Records in a dataset:
((
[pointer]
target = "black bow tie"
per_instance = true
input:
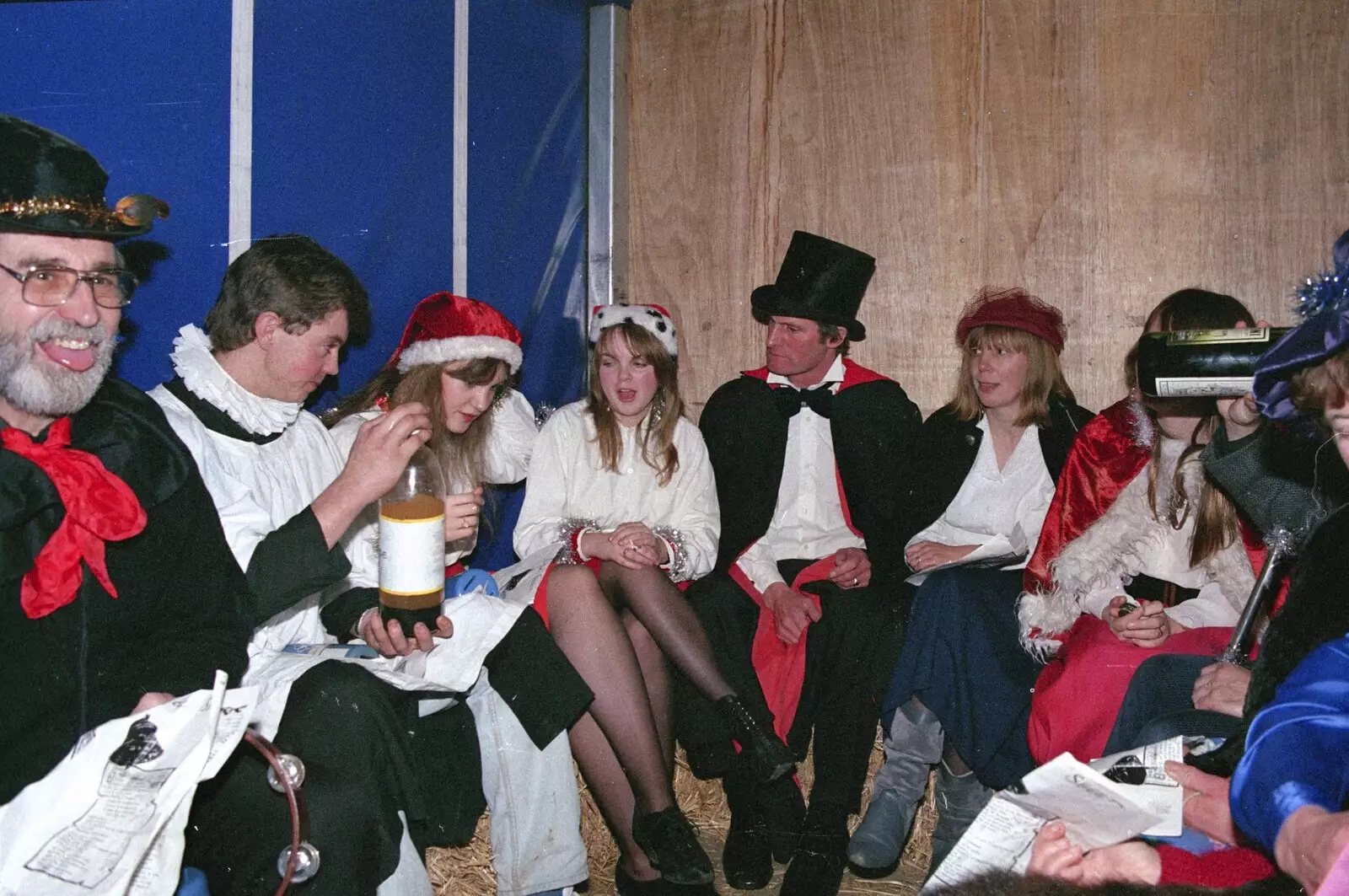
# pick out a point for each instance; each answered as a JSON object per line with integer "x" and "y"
{"x": 789, "y": 401}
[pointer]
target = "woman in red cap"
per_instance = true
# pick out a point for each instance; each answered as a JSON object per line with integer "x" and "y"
{"x": 991, "y": 459}
{"x": 620, "y": 507}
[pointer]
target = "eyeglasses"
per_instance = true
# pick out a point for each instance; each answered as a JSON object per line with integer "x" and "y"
{"x": 49, "y": 285}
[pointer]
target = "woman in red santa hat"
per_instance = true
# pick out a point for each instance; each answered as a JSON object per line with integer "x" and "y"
{"x": 620, "y": 507}
{"x": 458, "y": 357}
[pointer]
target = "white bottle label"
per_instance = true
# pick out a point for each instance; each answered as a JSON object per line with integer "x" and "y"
{"x": 411, "y": 555}
{"x": 1202, "y": 386}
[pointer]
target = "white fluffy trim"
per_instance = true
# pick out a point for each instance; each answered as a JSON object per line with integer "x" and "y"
{"x": 645, "y": 316}
{"x": 443, "y": 351}
{"x": 1119, "y": 544}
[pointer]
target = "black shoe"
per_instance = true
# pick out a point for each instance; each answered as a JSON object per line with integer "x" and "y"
{"x": 632, "y": 887}
{"x": 672, "y": 846}
{"x": 816, "y": 868}
{"x": 782, "y": 808}
{"x": 764, "y": 754}
{"x": 746, "y": 858}
{"x": 660, "y": 887}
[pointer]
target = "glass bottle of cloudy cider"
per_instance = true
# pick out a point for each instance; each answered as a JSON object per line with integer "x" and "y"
{"x": 1202, "y": 363}
{"x": 411, "y": 544}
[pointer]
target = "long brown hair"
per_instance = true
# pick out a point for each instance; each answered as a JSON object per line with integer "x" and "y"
{"x": 463, "y": 456}
{"x": 1214, "y": 517}
{"x": 1043, "y": 374}
{"x": 658, "y": 440}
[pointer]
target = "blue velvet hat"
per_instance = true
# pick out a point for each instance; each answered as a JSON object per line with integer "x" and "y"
{"x": 1324, "y": 305}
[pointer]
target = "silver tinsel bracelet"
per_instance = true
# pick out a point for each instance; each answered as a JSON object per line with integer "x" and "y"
{"x": 679, "y": 550}
{"x": 568, "y": 532}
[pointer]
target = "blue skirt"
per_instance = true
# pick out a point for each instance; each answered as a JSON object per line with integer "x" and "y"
{"x": 965, "y": 663}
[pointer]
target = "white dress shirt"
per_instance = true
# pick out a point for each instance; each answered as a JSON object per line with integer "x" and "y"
{"x": 998, "y": 510}
{"x": 809, "y": 520}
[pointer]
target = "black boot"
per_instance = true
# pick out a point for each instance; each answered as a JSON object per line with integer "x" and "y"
{"x": 746, "y": 858}
{"x": 766, "y": 756}
{"x": 784, "y": 811}
{"x": 672, "y": 848}
{"x": 816, "y": 866}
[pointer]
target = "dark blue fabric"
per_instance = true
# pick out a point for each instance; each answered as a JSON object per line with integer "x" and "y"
{"x": 1310, "y": 343}
{"x": 1159, "y": 706}
{"x": 526, "y": 200}
{"x": 352, "y": 145}
{"x": 964, "y": 660}
{"x": 1298, "y": 747}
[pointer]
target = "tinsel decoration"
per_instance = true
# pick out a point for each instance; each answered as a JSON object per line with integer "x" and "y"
{"x": 1328, "y": 292}
{"x": 543, "y": 412}
{"x": 1142, "y": 429}
{"x": 568, "y": 534}
{"x": 678, "y": 566}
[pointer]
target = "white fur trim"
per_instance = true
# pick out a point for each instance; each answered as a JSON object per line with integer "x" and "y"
{"x": 645, "y": 316}
{"x": 442, "y": 351}
{"x": 1117, "y": 544}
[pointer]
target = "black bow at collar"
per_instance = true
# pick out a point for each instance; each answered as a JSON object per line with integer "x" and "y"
{"x": 789, "y": 401}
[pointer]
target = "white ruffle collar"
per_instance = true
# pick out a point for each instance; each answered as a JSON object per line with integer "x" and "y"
{"x": 207, "y": 379}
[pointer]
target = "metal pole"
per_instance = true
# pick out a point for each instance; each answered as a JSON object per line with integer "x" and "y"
{"x": 606, "y": 233}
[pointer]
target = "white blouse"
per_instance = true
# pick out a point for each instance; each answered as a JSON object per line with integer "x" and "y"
{"x": 1169, "y": 561}
{"x": 509, "y": 447}
{"x": 568, "y": 487}
{"x": 998, "y": 510}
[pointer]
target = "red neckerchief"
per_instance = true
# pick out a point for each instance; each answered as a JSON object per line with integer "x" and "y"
{"x": 99, "y": 507}
{"x": 782, "y": 667}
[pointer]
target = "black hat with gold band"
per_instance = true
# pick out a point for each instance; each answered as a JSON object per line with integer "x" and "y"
{"x": 53, "y": 185}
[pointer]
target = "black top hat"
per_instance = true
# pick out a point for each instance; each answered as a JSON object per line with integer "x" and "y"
{"x": 820, "y": 281}
{"x": 51, "y": 185}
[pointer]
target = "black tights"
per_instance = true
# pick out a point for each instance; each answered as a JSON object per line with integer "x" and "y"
{"x": 617, "y": 629}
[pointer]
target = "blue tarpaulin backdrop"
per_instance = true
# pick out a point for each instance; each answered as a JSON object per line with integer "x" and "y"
{"x": 352, "y": 121}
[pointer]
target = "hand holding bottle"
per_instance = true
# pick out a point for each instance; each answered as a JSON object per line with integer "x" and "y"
{"x": 382, "y": 449}
{"x": 462, "y": 513}
{"x": 390, "y": 639}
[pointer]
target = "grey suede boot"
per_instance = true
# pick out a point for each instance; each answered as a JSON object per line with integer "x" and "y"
{"x": 912, "y": 747}
{"x": 959, "y": 799}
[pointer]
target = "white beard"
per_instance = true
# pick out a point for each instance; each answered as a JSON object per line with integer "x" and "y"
{"x": 47, "y": 390}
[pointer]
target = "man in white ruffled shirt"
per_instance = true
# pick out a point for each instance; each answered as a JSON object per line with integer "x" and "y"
{"x": 287, "y": 496}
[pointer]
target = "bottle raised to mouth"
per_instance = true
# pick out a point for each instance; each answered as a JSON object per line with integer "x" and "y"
{"x": 1202, "y": 363}
{"x": 411, "y": 545}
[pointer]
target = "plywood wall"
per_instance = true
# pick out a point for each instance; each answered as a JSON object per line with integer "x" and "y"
{"x": 1099, "y": 153}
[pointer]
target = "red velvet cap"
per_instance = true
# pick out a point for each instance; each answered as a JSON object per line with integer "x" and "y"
{"x": 1015, "y": 309}
{"x": 445, "y": 328}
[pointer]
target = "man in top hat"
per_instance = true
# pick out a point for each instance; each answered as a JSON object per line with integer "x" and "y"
{"x": 806, "y": 605}
{"x": 288, "y": 494}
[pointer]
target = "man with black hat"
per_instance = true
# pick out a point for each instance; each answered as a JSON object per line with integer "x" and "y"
{"x": 807, "y": 601}
{"x": 107, "y": 613}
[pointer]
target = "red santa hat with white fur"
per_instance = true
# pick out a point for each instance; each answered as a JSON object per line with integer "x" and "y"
{"x": 447, "y": 328}
{"x": 653, "y": 319}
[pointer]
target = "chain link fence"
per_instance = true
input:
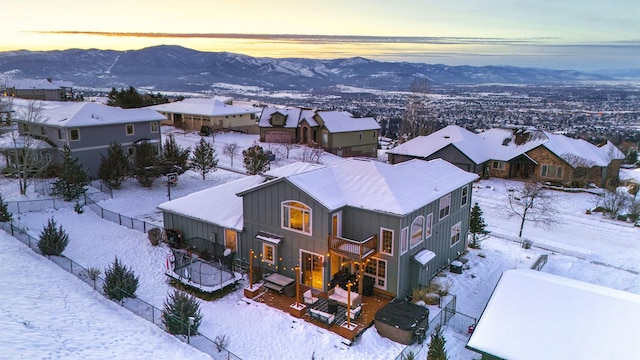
))
Work required:
Return every line of the records above that contains the string "tinsel", matching case exactly.

Output of the task:
target = "silver tinsel bracelet"
target = "tinsel decoration"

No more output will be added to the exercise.